Extract to read |

Polishing Epotek 301

From: Mark MacKenzie <mmackenzie>
Date: Monday, July 12, 2004
Robert K. MacDowell <macdowell_r [at] mediasoft__net> writes

>Does anyone have experience with restoring a highly polished and
>"glasslike" finish to Epoxy Technology's Epotek 301 or 301-2 after
>it has been cured and then shaped by mechanical means that take away
>the glossy finish that exists before shaping? ...

It has been awhile but you will need to wet polish this sample to
prevent thermoplastic problems during the process.  Such problems
are usually evidenced by "balling" artifacts

>From your message I am not sure whether you have an infill, a cast
or model, or a thick section specimen holder.  However, in general
the process is similar.

If you can use water as part of your refinishing process then this
will provide the fastest and perhaps the best finish.  If you cannot
use water but can use an oil then you should use a fine grade of
light mineral food grade oil.  Substitutions can be made as required
or mandated by associated materials if this is in a composite

Instructions below are for water elutriant polishing.

My preference is always for water for this process.  Add a
surfactant such as the old Kodak Photoflo or a simple soap that you
would use for other conservation purposes.  Quantity of surfactant
is small and non-critical.

Use of spritzer bottles of distilled or deionized water are
recommended. One bottle for clean water and another for water with
the surfactant added.

A block of data:
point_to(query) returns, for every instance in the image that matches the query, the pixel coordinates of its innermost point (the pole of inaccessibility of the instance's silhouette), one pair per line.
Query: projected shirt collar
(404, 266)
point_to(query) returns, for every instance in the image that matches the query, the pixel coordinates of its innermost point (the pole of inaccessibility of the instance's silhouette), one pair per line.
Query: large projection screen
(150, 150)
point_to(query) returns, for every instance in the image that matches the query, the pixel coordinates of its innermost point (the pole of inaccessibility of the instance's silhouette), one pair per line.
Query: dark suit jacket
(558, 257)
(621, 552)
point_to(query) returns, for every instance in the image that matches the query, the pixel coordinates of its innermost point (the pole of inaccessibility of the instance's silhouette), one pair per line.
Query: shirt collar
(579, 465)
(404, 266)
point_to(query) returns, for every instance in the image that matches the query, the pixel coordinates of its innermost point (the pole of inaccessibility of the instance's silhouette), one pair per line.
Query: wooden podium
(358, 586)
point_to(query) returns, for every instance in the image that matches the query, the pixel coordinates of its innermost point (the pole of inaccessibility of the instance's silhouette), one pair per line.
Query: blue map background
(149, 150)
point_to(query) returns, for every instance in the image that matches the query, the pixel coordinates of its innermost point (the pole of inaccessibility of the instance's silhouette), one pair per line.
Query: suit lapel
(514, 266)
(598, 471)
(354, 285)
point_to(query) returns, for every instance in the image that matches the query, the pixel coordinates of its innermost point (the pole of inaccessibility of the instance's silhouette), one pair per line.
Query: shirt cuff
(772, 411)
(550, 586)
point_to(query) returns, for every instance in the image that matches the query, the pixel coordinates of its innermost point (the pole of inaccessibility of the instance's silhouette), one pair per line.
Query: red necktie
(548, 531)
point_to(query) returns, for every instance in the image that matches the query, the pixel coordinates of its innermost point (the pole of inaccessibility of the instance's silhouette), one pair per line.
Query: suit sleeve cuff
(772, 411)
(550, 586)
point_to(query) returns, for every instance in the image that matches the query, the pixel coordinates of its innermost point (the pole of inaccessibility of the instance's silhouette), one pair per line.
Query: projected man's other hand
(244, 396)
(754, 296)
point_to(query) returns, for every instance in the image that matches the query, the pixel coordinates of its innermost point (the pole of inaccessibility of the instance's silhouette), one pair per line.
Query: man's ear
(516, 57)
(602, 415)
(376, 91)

Exercise aim |
Pick up the note on polishing Epotek 301 after its final sentence and carry it forward.

Response |
If you cannot move the specimen or model on the abrasive paper then
you must adapt the following process to suit.  Typically you would
do this with strips of abrasive material applied to the artifact.

Additional materials needed include:  piece of plate glass several
inches larger on each dimension than the largest piece of abrasive
paper; supply of wet dry abrasive paper beginning at 320 and
proceeding through 400, 600, 800 and if need be 1000 and 1200.

During the abrasive polishing process the direction of travel must
be such as to create random movements.  Moving back and forth in one
direction will not work.  We typically achieve this by using a lazy
8 movement of the hands holding the specimen.

Lightly spritz clean water onto the glass plate.  Place the first
piece of wet/dry abrasive paper back first onto the wetted surface.
It shouldn't slide around when pressure is placed on it.  Then
spritz the abrasive side of the paper with the water and surfactant.
Place the epoxy artifact/specimen onto this surface and with a light
pressure of the fingers move about in a lazy 8 figure.  Do not move
quickly or let the surfaces dry out.  Inspect the surface being
polished and when the sanding pattern looks uniform, clean off with
clear water, change to the next finer grade of paper and repeat. Pay
particular attention to cleaning off any grit or epoxy debris during
the polishing and particularly prior to using a different grade of

The better the surface gets the more surface suction will be felt,
go carefully.  The dry surface will be less gloss polished looking
than the wetted surface so you might have trouble determining when
you are finished if you don't dry off the polish surface to inspect
during the latter stages.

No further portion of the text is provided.